**Exercise instructions**
From the report on the rugby suspensions below, list every South African player named in it.

**Page extract**
= Beginning of Section =
Kempson was banned for four weeks for a late tackle on Australian number eight Toutai Kefu while Botha received an eight-week ban for "attacking the face" of Wallabies' hooker Brendan Cannon.
The bans, which followed a marathon six-hour hearing in Brisbane yesterday, mean the pair will miss South Africa's final Tri-nations match against New Zealand in Dunedin on Saturday but will be eligible to resume playing before the World Cup, starting on October 10.
Kempson and Botha were ordered to appear before the three-member judiciary panel after Australia coach Eddie Jones lodged an official complaint with the citing commissioner Steve Hinds.
A furious Jones accused the South Africans of a deliberate and pre-meditated campaign of foul play against his players, describing their actions as "disgraceful".
Kefu was rushed to hospital and later diagnosed with spinal concussion after being felled from behind by a swinging arm from prop Kempson and is in doubt for Australia's final Tri-nations match with the All Blacks.
Australian hooker Brendan Cannon claimed he was bitten and eye-gouged by a South African player, later identified as replacement lock Botha.
Cannon appeared at the tribunal to give evidence against Botha, who admitted touching the Australia's face but said there was no malicious intent.
The panel ruled that Botha had acted recklessly but not deliberately, saving him from a possibly longer ban.
Kempson received a four-week ban for the less serious offence after the panel rejected his claim that his high tackle on Kefu was not dangerous.
Kempson, who had earlier been sin-binned for tripping Australia captain George Gregan, flattened Kefu when he struck him from behind after he had passed the ball on to Phil Waugh to score a try.
The South African players and management did not comment on the outcome of the hearing after Sunday's marathon sitting but are entitled to an appeal.
South African rugby has been tainted by a series of violent incidents since the Springboks were readmitted to world rugby in 1992.
In 1993, France captain Jean-Francois Tordo required 50 stitches to his face and two hours of plastic surgery after being raked by a boot in an international against South Africa.
A year later, Springboks prop Johan le Roux received the longest ban in rugby history when he was suspended for 19 months after biting the ear of All Blacks captain Sean Fitzpatrick during an international.
In 1998, South African flanker Wickus van Heerden was banned for 18 months for biting New South Wales prop Richard Harry during Super-12 match in Sydney. The ban was later reduced to 12 months on appeal.
Then last year, South African lock Jannes Labuschagne was suspended for 23 days for a high tackle on England flyhalf Jonny Wilkinson at Twickenham.
= End of Section =
**Extracted material**
= Beginning of Section =
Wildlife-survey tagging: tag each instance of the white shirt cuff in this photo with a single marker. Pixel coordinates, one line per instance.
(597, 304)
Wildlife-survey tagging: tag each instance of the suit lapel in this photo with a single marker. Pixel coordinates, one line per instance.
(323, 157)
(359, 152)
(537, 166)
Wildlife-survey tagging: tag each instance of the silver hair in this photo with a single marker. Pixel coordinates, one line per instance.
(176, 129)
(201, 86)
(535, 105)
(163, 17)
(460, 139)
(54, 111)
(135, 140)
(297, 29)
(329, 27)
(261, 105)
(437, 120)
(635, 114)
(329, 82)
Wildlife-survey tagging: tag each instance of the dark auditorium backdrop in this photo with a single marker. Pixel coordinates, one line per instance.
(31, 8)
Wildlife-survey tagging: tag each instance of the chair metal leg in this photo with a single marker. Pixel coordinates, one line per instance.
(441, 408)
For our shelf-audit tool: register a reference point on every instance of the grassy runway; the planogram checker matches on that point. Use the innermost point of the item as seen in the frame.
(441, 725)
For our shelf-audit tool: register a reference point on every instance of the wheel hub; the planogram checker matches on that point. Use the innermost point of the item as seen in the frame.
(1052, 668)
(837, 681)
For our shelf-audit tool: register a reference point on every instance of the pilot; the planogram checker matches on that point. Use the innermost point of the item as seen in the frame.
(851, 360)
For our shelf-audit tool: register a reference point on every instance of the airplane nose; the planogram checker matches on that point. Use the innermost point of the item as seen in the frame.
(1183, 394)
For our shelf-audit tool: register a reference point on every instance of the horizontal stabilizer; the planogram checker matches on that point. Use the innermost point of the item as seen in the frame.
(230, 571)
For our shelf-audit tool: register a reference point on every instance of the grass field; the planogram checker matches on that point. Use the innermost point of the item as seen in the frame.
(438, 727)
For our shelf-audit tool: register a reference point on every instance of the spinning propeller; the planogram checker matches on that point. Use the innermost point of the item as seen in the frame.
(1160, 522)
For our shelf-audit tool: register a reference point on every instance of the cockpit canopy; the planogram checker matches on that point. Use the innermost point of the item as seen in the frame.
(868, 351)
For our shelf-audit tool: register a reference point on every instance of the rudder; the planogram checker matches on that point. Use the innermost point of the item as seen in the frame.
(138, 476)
= End of Section =
**Written response**
Kempson, Botha, Johan le Roux, Wickus van Heerden, Jannes Labuschagne